(SELECTED PASSAGE)
"""

Archaeologists of the Central Cultural Fund’s Maha Vihara and Abhayagiri project have unearthed a section of an ancient wall which could be older than 1,500 years, from an excavation near the Eastern Gateway of the Ruwanweli Chetiya in Anuradhapura.

The section of the wall was made of a mixture of ant-hill red clay, lime and brick powder, archaeologists said. Decorated with a light blue paint, the wall was lying about one metre below the surface. It had been covered so that its plaster would be protected from elements, archaeologists said.

The archaeological excavation has been conducted with the intention of finding any artifacts before the area is used for a modern development of fixing a ramp for lighting oil lamps (pahan veta). Currently, there is a pahan veta at the veli maluwa (sand-laid terrace) outside the eth pavura (wall with the heads of elephant tuskers). Under the plan of Ruwanweli Seya the current pahan veta needed to be shifted to the Southern side near the Eastern Gateway of the Chetiya.

The excavation is in progress under the instructions of Chief Incumbent of the Ruwanweli Seya temple and Chief Sanghanayake of the Nuwara Kalaviya Ven Pallegama Hemaratana Thera.

The excavations has yielded evidence of another ancient construction which is believed to be a toilet complex.

The remnants of the toilet complex have been unearthed from a place between the site of the Royal Palace of King Dutugemunu and the site, where an ancient hospital which is believed to have been used by the king was discovered.

"""

(MATERIAL PROVIDED)
"""

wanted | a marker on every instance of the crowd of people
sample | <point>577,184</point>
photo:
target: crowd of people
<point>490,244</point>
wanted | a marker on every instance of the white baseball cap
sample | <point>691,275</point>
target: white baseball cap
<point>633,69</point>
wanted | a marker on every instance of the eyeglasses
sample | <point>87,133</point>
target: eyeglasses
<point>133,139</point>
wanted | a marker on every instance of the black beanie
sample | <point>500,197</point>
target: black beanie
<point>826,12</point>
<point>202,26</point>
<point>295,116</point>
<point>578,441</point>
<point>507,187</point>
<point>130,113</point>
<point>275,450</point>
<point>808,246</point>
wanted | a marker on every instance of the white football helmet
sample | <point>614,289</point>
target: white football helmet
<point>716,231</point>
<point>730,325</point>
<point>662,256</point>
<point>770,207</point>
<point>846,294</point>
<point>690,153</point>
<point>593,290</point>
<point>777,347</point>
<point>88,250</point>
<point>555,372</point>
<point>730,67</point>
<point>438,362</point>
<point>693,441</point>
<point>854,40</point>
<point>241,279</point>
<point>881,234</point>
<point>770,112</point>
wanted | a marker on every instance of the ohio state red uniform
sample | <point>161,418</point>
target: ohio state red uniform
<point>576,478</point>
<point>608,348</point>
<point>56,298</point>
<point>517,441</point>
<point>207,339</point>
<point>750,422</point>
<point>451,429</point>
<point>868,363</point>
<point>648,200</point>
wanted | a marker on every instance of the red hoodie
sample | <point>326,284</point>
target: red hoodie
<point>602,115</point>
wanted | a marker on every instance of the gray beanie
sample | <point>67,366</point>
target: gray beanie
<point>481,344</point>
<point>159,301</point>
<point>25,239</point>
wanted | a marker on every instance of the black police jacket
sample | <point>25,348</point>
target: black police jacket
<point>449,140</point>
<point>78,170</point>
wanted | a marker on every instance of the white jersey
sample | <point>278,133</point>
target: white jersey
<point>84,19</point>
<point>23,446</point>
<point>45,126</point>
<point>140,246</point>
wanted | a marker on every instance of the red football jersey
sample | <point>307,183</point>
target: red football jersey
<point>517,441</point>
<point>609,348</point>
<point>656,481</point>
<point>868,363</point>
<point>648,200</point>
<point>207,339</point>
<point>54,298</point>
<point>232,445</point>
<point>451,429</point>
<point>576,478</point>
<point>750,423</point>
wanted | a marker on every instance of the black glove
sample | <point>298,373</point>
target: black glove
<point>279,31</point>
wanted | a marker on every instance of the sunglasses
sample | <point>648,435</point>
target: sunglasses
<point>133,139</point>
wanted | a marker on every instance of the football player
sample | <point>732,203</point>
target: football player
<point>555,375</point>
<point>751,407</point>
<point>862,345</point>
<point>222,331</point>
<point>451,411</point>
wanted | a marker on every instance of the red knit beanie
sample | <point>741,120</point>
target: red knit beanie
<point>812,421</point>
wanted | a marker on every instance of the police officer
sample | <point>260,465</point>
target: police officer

"""

(WHAT TO WORK ON)
[1] Name the materials that the Anuradhapura excavation text says the ancient wall was made from.
[2] In the Anuradhapura excavation text, how far below the surface was the wall found?

(ANSWERS TO THE EXERCISE)
[1] Ant-hill red clay, lime, and brick powder.

[2] About one meter below the surface.